━━━ 文書の抜粋 ━━━

5千円札の顔・津田梅子の苦闘と見果てぬ夢
津田塾の創設者、女子教育のパイオニアが望んだ「男女平等社会」はいま
円より子 元参議院議員、女性のための政治スクール校長
津田塾発祥の地で「国会津田会」
私が1993年7月に繰り上げ当選で参議院議員になった時、自民党衆院議員で官房長官も務めた森山眞弓さんがお祝いの会を開いてくださった。

国会津田会での食事会。左から中西珠子さん、森山眞弓さん、久保田眞苗さん、円より子、石田美栄さん、赤松良子さん=1994年3月14日
当時は、1955年の結党以来、一貫して与党だった自民党が政権から下野し、私がいた日本新党の細川護熙代表を首相とする非自民連立政権が成立していた。せっかくならと、細川内閣で文部大臣になった赤松良子さん、経企庁長官の久保田眞苗さんや、参議院議員の中西珠子さん、衆議院に初当選した石田美栄さんも集い、6人で食事をした。全員、津田の同窓生だった。
これを機に「国会津田会」が“発足”。3カ月に1度ほど会合を持つことになり、一番後輩の私が事務局長を仰せつかった。

━━━

実施課題 = 国会津田会についての文章から、「私が1993年7月に繰り上げ」から「で食事をした。全員、津田の同窓生だった。」まで（「で食事をした。全員、津田の同窓生だった。」も含む）を一字も変えずに書き写すこと。

━━━ 提供データ ━━━

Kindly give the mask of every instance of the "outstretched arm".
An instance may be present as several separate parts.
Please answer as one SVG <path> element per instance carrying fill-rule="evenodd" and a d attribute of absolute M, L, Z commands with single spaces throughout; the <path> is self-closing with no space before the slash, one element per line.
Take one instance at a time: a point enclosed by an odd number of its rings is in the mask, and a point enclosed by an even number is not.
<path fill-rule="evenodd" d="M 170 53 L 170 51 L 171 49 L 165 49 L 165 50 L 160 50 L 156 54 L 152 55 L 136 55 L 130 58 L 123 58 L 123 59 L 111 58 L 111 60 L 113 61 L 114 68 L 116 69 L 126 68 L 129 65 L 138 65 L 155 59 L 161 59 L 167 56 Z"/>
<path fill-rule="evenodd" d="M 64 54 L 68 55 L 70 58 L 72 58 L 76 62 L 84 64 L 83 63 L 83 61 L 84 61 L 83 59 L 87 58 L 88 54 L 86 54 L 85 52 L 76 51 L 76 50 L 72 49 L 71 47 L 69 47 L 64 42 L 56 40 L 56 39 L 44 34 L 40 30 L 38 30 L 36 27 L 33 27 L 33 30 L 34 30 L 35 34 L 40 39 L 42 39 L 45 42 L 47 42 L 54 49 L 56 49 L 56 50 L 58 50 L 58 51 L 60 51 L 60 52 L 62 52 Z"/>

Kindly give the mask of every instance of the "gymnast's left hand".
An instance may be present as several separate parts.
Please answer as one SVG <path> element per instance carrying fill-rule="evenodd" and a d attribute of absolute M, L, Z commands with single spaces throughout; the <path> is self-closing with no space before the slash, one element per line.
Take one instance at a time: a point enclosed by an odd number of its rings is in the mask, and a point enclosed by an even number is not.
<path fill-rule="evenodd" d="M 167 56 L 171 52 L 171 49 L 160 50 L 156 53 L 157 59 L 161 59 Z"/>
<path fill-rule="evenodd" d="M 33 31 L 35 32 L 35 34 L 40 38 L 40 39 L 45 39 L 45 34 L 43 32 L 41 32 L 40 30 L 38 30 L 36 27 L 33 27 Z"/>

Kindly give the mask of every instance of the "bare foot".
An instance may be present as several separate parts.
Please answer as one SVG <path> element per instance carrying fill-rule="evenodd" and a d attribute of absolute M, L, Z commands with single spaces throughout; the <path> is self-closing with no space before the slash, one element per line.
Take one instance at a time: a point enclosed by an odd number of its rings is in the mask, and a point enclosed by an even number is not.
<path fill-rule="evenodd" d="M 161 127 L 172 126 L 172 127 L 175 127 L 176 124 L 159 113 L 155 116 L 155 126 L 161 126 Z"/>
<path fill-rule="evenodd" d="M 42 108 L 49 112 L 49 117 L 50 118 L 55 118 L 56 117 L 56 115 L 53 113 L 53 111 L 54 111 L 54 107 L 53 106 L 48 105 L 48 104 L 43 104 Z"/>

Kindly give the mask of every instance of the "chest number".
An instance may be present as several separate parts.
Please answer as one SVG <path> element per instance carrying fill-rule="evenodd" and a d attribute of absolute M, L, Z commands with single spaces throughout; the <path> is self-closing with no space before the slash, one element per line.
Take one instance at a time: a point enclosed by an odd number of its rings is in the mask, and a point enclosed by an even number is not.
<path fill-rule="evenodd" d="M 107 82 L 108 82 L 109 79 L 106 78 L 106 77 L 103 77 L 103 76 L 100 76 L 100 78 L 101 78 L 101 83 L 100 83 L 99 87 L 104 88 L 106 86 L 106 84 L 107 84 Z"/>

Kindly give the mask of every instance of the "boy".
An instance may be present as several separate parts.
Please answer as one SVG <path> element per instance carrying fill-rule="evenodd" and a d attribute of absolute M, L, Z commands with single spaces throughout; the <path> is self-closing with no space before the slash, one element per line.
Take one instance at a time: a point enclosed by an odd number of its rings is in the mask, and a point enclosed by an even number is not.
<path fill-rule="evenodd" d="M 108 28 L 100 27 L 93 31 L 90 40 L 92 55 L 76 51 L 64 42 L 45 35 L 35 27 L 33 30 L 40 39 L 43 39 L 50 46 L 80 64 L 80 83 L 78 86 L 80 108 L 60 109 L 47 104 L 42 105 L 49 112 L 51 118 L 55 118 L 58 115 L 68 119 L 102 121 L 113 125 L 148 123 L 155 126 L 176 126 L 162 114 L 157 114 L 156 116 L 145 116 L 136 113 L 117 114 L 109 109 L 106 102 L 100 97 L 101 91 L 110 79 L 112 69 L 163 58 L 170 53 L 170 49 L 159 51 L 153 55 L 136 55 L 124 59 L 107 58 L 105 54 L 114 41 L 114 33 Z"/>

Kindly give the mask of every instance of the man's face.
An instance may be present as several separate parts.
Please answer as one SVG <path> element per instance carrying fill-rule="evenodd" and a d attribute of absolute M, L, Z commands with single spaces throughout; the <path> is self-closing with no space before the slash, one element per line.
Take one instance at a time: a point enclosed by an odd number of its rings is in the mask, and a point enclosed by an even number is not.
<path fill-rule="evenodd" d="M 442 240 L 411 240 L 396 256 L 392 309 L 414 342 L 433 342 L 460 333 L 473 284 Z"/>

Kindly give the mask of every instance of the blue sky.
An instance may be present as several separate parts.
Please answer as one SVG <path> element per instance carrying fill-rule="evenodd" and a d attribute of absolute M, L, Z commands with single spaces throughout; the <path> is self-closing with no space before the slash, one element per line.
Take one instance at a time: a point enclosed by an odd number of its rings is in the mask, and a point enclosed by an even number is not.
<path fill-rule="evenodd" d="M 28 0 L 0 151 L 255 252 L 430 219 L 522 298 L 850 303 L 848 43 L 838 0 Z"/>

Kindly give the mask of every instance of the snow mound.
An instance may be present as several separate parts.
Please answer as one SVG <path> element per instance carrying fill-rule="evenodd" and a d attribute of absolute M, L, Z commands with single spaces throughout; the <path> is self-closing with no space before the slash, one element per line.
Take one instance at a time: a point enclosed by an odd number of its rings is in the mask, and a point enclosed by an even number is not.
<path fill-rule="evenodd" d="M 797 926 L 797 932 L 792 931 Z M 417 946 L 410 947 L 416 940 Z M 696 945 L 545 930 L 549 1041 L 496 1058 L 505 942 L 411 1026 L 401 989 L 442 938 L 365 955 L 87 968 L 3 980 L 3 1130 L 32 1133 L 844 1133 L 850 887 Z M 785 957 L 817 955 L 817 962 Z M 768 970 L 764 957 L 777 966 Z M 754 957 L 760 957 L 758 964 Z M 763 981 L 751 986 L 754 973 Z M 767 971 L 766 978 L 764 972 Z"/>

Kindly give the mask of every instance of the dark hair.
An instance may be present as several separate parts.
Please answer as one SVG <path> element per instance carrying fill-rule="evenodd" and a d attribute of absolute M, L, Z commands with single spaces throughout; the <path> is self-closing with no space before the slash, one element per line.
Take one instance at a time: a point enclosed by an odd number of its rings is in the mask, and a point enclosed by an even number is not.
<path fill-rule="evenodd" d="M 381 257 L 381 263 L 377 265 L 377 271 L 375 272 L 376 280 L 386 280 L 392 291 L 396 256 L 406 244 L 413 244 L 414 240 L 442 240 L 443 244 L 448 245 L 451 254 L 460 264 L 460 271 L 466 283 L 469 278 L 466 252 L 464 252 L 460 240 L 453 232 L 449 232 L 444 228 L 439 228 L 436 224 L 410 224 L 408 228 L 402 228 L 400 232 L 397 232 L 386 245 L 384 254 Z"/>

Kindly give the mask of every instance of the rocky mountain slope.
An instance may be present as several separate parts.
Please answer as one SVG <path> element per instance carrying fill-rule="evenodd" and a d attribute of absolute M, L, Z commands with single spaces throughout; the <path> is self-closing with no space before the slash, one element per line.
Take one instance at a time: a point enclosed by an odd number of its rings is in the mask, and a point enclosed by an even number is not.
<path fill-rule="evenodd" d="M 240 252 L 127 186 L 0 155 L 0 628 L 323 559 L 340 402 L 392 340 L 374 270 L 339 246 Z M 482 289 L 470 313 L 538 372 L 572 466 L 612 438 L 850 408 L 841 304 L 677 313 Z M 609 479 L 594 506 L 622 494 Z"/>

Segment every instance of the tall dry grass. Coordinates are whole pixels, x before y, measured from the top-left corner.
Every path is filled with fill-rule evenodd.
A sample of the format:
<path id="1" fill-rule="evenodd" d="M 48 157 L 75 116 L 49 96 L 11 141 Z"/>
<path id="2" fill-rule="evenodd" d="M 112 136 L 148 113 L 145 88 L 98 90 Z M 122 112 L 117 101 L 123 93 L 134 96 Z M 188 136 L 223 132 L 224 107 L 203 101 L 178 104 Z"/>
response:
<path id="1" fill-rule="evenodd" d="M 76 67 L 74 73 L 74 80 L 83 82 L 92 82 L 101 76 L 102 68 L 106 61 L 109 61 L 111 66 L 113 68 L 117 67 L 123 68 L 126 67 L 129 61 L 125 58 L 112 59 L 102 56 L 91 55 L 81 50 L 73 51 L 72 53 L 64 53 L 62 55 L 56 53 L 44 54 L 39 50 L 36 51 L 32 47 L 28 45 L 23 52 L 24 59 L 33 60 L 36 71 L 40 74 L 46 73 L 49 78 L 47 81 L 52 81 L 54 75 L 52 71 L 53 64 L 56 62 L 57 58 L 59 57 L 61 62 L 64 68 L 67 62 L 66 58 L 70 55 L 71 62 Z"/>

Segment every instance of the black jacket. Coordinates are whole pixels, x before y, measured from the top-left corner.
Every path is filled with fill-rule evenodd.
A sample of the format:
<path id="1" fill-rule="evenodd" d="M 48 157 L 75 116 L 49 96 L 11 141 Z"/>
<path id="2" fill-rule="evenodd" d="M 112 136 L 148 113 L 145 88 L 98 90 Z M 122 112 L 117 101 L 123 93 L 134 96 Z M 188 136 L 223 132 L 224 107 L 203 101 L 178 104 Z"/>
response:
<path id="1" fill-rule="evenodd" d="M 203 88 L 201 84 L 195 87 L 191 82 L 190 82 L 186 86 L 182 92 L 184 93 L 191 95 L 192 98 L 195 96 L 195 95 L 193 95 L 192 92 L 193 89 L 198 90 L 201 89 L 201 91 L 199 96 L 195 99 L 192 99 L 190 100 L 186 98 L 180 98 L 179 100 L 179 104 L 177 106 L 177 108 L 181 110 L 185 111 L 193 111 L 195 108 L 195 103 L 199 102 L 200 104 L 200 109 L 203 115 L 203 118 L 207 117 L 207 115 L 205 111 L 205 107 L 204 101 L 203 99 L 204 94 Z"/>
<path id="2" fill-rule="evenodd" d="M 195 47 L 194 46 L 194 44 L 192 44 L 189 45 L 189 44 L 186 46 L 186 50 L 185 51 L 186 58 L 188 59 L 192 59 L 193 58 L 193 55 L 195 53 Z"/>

━━━

課題の結果 =
私が1993年7月に繰り上げ当選で参議院議員になった時、自民党衆院議員で官房長官も務めた森山眞弓さんがお祝いの会を開いてくださった。

国会津田会での食事会。左から中西珠子さん、森山眞弓さん、久保田眞苗さん、円より子、石田美栄さん、赤松良子さん=1994年3月14日
当時は、1955年の結党以来、一貫して与党だった自民党が政権から下野し、私がいた日本新党の細川護熙代表を首相とする非自民連立政権が成立していた。せっかくならと、細川内閣で文部大臣になった赤松良子さん、経企庁長官の久保田眞苗さんや、参議院議員の中西珠子さん、衆議院に初当選した石田美栄さんも集い、6人で食事をした。全員、津田の同窓生だった。